::: Records provided :::

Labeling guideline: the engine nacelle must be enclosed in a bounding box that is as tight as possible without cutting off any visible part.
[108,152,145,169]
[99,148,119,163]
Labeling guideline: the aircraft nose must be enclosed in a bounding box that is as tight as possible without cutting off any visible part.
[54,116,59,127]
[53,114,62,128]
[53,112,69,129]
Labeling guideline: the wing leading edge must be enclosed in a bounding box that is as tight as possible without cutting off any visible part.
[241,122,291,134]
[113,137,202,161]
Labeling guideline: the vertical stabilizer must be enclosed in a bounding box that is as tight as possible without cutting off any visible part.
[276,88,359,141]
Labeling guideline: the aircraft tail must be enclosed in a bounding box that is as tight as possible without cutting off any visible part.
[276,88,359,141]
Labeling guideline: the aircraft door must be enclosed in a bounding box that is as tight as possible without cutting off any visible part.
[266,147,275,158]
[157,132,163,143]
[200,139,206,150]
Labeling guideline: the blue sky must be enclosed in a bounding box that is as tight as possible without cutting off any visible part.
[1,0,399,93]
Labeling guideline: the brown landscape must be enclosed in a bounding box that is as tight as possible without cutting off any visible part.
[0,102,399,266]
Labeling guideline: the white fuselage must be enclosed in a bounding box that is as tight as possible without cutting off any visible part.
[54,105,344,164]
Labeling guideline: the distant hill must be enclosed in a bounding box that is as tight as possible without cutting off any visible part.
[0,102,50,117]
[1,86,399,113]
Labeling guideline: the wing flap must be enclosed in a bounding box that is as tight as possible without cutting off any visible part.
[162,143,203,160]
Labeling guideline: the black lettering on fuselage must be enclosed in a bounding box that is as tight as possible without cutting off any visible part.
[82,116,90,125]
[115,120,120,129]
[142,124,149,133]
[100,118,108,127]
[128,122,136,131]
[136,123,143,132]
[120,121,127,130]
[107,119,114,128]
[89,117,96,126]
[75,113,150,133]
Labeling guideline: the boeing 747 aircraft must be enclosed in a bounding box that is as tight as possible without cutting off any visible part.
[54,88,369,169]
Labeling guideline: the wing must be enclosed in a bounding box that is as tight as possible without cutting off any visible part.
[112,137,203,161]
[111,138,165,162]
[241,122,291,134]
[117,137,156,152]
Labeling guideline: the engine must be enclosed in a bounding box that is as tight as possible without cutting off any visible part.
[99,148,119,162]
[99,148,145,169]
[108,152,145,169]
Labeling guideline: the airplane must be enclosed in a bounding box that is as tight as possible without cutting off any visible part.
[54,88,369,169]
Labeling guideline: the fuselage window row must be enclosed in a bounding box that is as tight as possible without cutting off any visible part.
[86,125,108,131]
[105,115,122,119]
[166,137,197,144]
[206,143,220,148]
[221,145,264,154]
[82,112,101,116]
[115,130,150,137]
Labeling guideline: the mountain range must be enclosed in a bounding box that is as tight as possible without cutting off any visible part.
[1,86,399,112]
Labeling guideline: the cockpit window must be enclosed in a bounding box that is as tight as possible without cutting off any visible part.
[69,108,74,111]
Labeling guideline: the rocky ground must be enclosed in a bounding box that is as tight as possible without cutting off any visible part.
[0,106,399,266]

:::

• Requirement: With the material above as the source, restate each line word for word.

• The completed task:
Labeling guideline: the engine nacelle must be enclosed in a bounding box that is as tight as possible without cutting off any visible part.
[108,152,145,169]
[99,148,119,163]
Labeling guideline: the aircraft nose must be enclosed in a bounding box that is as tight as possible without cutting off any visible part.
[54,116,59,127]
[53,114,62,128]
[53,112,69,129]
Labeling guideline: the wing leading edge must be enclosed in a bounding box that is as tight as possible without cutting off any visible part.
[241,122,291,134]
[113,137,202,161]
Labeling guideline: the vertical stabilizer must be enclosed in a bounding box that is as tight as possible without cutting off any visible part.
[276,88,359,141]
Labeling guideline: the aircraft tail must be enclosed in a bounding box that is as tight as possible without cutting off any visible part.
[276,88,359,141]
Labeling guideline: the aircraft door must be enclosed in a bounding box that is as tight as possible without cutting off any visible part.
[266,147,275,158]
[157,132,163,143]
[200,139,206,150]
Labeling guideline: the blue sky must be enclosed in a bounding box that is as tight as possible without cutting off any visible part.
[1,0,399,93]
Labeling guideline: the brown landscape must be enclosed in a bounding box that is as tight as possible without cutting off any visible part.
[0,102,399,266]
Labeling guideline: the white fuselage must be enclosed in a bounding box that is as tight as possible without cutting off any visible part.
[54,105,344,164]
Labeling guideline: the distant hill must be enclosed in a bounding box that is as tight as possible without cutting off any visible part.
[0,102,50,117]
[1,86,399,113]
Labeling guideline: the wing flap must be enclosed in a bounding box that is as tight as possible without cutting off any visible part.
[162,143,203,160]
Labeling guideline: the black lettering on fuselage must be enclosed in a bounding box that is as tight as possible without cutting off any visible part.
[82,116,90,125]
[115,120,120,129]
[142,124,149,133]
[100,118,108,127]
[128,122,136,131]
[136,123,143,132]
[120,121,127,130]
[107,119,114,128]
[89,117,96,126]
[75,113,150,133]
Labeling guideline: the boeing 747 aircraft must be enclosed in a bounding box that is as tight as possible without cutting off any visible part.
[54,88,369,169]
Labeling guideline: the wing must be enclosed in a bounding box that is as tight as possible without cutting off any visible part.
[112,137,203,161]
[111,138,165,162]
[241,122,291,134]
[117,137,156,152]
Labeling guideline: the engine must be enclosed in a bounding box that is as tight as possible without cutting off any visible part.
[99,148,119,162]
[99,148,145,169]
[108,152,145,169]
Labeling guideline: the airplane must be enclosed in a bounding box that is as tight as possible without cutting off any visible part.
[54,88,369,169]
Labeling guideline: the fuselage window row must be enclosed in a bounding box that is as tight as possible without cutting off any visible part.
[86,125,108,131]
[105,115,122,119]
[166,137,197,144]
[206,143,220,148]
[221,145,264,154]
[82,112,101,116]
[115,130,150,137]
Labeling guideline: the mountain range must be enclosed in a bounding box that is as tight as possible without cutting off any visible part.
[1,86,399,112]
Labeling guideline: the cockpit window must be enclosed in a bounding box that is as tight as possible without cutting off any visible part.
[69,108,74,111]
Labeling guideline: the rocky ground must be enclosed in a bounding box that is as tight as possible without cutting off any visible part.
[0,106,399,266]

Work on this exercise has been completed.